_Exercise description_
Summarize the account of the imperial wedding in three sentences.

_Document text_
* Begin *

At last she reached the close of the final stage, and her bridegroom went out to meet her. Half-way between Soissons and Compiègne were pitched three splendid pavilions. Her suite was to remain in that nearest their last lodging, his in that nearest the palace, the bridal pair were to meet in the central tent, where, according to the custom of feudalism, she was to kneel and pay homage to her liege as his foremost subject. But when the Emperor heard that his bride was so near, his impatience seemed to break through all bounds. Entering his carriage without ceremony or warning, and attended by only a single companion, the King of Naples, he drove far past Soissons until the carriages met, when he stepped out of his own, tore open the door of the other, and entered with the eagerness of a youthful lover to embrace his bride. The prearranged stops were countermanded, and the same evening, at ten, the wedding-train reached Compiègne. Such was the lover's ardor that he again flung propriety to the winds, and, claiming the validity of the procuratorial ceremony at Vienna, slept under the same roof with his bride, instead of in the chamber furnished for his use in one of the administrative buildings. As an excuse for this conduct he pleaded the example of Henry IV.

Next day the ladies and gentlemen of the Empress's court were presented, and formally took the oath of office. On the morrow St. Cloud was reached in the imperial progress; and two days later, on April first, the civil ceremony of marriage was performed in the presence of all the great dignitaries of the empire, including all the cardinals but two. Excepting only those who pleaded their age or infirmities, the entire college had been transplanted from Rome to Paris shortly after the seizure of the Pope. There was the usual festival at night, accompanied by salvos of artillery, with illuminations of the palace grounds and fountains. The weather, like the date, was untoward, but the Parisian populace streamed out in spite of pouring rain to get a foretaste of the more magnificent spectacles soon to follow. The solemn procession of the bridal pair into the capital occurred next day, and the religious ceremony was celebrated in the great gallery of the Louvre, before an assembly declared at the time to be the most superb ever seen in France, except for one ominous fact—the twenty-seven cardinals were absent. They protested that their absence was an empty form, due only to the circumstance that Pius VII had not sanctioned the divorce. But Napoleon was as keenly sensitive to the effectiveness of forms as any Roman prelate; the offenders were banished from Paris, stripped of their great revenues, and forbidden to wear the color or insignia of their office. The popular speech dubbed them black cardinals.

* End *

[Collection entries]
* Begin *

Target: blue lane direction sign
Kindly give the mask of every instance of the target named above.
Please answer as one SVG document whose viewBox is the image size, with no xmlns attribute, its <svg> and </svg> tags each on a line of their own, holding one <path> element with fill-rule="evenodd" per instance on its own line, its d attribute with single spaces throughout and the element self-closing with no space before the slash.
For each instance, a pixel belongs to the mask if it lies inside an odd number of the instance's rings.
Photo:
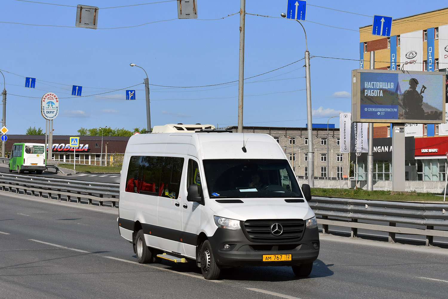
<svg viewBox="0 0 448 299">
<path fill-rule="evenodd" d="M 126 100 L 135 100 L 135 90 L 126 91 Z"/>
<path fill-rule="evenodd" d="M 372 34 L 390 37 L 392 29 L 392 17 L 375 15 L 373 16 Z"/>
<path fill-rule="evenodd" d="M 81 96 L 81 91 L 82 91 L 82 87 L 78 85 L 73 85 L 72 88 L 72 95 Z"/>
<path fill-rule="evenodd" d="M 27 77 L 25 78 L 25 87 L 34 88 L 36 87 L 36 78 Z"/>
<path fill-rule="evenodd" d="M 77 147 L 79 145 L 79 137 L 70 137 L 70 146 Z"/>
<path fill-rule="evenodd" d="M 305 21 L 306 13 L 306 1 L 299 0 L 288 0 L 286 18 L 298 21 Z"/>
</svg>

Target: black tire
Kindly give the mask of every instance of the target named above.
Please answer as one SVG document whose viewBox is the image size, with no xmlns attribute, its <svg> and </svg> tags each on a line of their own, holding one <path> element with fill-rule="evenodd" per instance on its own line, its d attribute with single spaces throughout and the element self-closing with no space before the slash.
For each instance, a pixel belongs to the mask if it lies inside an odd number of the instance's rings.
<svg viewBox="0 0 448 299">
<path fill-rule="evenodd" d="M 201 272 L 206 279 L 217 279 L 221 274 L 221 267 L 216 264 L 208 240 L 201 247 Z"/>
<path fill-rule="evenodd" d="M 152 262 L 152 251 L 148 247 L 145 242 L 143 230 L 140 230 L 135 235 L 134 243 L 137 260 L 140 264 L 148 264 Z"/>
<path fill-rule="evenodd" d="M 309 276 L 311 274 L 311 271 L 313 270 L 313 263 L 308 263 L 307 264 L 302 264 L 301 265 L 296 265 L 292 266 L 293 272 L 296 276 L 301 276 L 306 277 Z"/>
</svg>

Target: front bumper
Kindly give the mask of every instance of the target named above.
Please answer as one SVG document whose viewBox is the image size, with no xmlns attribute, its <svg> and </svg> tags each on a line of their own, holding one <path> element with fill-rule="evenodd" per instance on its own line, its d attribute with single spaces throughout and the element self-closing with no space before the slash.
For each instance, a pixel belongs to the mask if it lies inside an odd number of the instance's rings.
<svg viewBox="0 0 448 299">
<path fill-rule="evenodd" d="M 292 266 L 311 263 L 319 255 L 318 228 L 306 229 L 300 241 L 293 243 L 258 243 L 251 242 L 242 230 L 219 228 L 209 238 L 217 264 L 224 266 Z M 224 244 L 230 245 L 224 249 Z M 288 261 L 263 261 L 264 255 L 290 254 Z"/>
</svg>

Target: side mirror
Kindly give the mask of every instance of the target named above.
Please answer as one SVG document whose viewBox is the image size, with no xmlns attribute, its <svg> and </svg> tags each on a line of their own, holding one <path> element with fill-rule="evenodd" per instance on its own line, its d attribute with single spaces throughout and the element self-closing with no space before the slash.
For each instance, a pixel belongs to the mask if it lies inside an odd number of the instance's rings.
<svg viewBox="0 0 448 299">
<path fill-rule="evenodd" d="M 198 203 L 202 202 L 202 188 L 195 184 L 192 184 L 188 186 L 187 190 L 188 194 L 187 195 L 187 201 L 193 201 Z"/>
<path fill-rule="evenodd" d="M 303 197 L 305 198 L 306 201 L 311 200 L 311 188 L 308 184 L 304 184 L 302 185 L 302 192 L 303 192 Z"/>
</svg>

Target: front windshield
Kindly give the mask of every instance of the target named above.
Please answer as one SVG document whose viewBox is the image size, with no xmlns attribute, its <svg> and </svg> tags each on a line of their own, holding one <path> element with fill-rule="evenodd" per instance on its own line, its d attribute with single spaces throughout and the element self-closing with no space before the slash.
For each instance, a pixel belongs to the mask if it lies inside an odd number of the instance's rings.
<svg viewBox="0 0 448 299">
<path fill-rule="evenodd" d="M 211 199 L 303 197 L 286 160 L 206 160 L 203 164 Z"/>
</svg>

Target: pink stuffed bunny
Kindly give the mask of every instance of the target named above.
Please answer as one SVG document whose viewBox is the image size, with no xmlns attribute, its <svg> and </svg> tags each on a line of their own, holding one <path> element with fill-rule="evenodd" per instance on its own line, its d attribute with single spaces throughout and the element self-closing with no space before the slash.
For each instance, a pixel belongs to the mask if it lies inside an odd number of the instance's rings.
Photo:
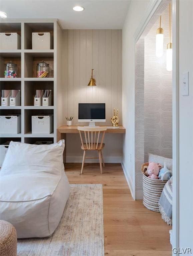
<svg viewBox="0 0 193 256">
<path fill-rule="evenodd" d="M 161 168 L 161 165 L 160 164 L 157 164 L 150 161 L 147 168 L 147 173 L 149 175 L 148 177 L 153 180 L 159 179 L 158 175 Z"/>
</svg>

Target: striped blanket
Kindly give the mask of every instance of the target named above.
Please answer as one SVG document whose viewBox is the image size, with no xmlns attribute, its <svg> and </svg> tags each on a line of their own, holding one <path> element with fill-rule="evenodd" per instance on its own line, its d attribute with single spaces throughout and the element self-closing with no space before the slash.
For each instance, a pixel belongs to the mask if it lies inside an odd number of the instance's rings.
<svg viewBox="0 0 193 256">
<path fill-rule="evenodd" d="M 171 225 L 172 218 L 172 177 L 164 186 L 159 202 L 160 211 L 163 220 Z"/>
</svg>

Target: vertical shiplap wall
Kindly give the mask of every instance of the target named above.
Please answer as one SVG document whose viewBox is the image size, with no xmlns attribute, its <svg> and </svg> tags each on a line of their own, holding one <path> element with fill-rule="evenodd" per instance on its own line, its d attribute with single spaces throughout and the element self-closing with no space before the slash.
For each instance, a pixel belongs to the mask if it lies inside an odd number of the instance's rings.
<svg viewBox="0 0 193 256">
<path fill-rule="evenodd" d="M 73 124 L 80 124 L 78 104 L 81 102 L 105 102 L 107 125 L 111 124 L 113 108 L 118 108 L 122 124 L 122 37 L 119 30 L 63 31 L 64 124 L 65 116 L 73 116 Z M 97 86 L 91 87 L 87 85 L 92 68 Z"/>
<path fill-rule="evenodd" d="M 65 116 L 73 116 L 73 124 L 84 124 L 78 121 L 79 102 L 105 102 L 106 124 L 111 125 L 110 119 L 113 108 L 119 109 L 119 124 L 121 124 L 122 30 L 65 30 L 63 32 L 63 44 L 61 70 L 63 76 L 63 123 L 66 123 Z M 92 68 L 94 69 L 93 76 L 97 86 L 90 87 L 87 85 Z M 82 161 L 79 137 L 78 134 L 67 135 L 67 162 Z M 122 134 L 105 135 L 103 155 L 106 162 L 121 162 L 122 137 Z M 88 155 L 89 154 L 94 156 L 95 153 L 88 152 Z M 94 160 L 97 161 L 98 159 Z"/>
</svg>

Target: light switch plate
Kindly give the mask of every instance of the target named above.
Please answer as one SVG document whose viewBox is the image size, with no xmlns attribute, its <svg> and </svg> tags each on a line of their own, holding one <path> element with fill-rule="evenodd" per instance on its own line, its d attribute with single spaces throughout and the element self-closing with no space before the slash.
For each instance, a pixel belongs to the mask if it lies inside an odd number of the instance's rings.
<svg viewBox="0 0 193 256">
<path fill-rule="evenodd" d="M 189 72 L 183 74 L 182 77 L 182 95 L 189 95 Z"/>
</svg>

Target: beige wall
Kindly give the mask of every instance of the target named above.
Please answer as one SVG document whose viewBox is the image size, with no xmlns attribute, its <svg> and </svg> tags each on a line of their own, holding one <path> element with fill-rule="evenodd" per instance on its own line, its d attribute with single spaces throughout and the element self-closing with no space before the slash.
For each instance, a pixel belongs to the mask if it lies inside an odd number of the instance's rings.
<svg viewBox="0 0 193 256">
<path fill-rule="evenodd" d="M 65 116 L 73 116 L 73 125 L 85 124 L 78 122 L 79 103 L 105 102 L 106 124 L 111 125 L 110 118 L 115 108 L 119 109 L 121 124 L 122 30 L 65 30 L 63 33 L 61 72 L 63 123 L 66 123 Z M 87 85 L 92 68 L 97 86 L 91 87 Z M 104 151 L 106 161 L 121 162 L 122 135 L 106 135 L 106 137 Z M 82 152 L 80 148 L 79 135 L 69 135 L 66 142 L 67 161 L 81 162 Z"/>
</svg>

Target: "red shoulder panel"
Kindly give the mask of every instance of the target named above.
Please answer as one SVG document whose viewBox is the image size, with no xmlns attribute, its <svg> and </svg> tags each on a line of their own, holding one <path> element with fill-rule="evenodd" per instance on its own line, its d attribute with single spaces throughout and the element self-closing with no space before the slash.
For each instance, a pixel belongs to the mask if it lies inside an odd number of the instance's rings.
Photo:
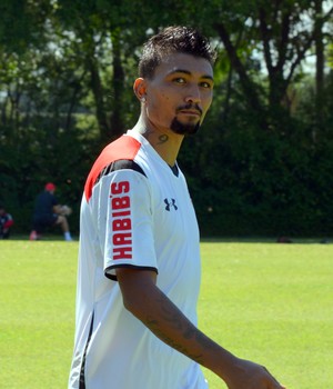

* End *

_Exercise output_
Too impatient to wait for the planned meeting in the pavilions between Soissons and Compiègne, the Emperor drove past Soissons, joined his bride in her carriage, and that evening slept under the same roof with her at Compiègne, citing the example of Henry IV. After the court was presented at Compiègne and the party moved on to St. Cloud, the civil marriage took place on April first before the great dignitaries of the empire, followed by a night festival that drew Parisians out in pouring rain. At the religious ceremony in the great gallery of the Louvre, twenty-seven cardinals were absent because Pius VII had not sanctioned the divorce, so Napoleon banished them from Paris, took their revenues, and forbade them their insignia, and people called them black cardinals.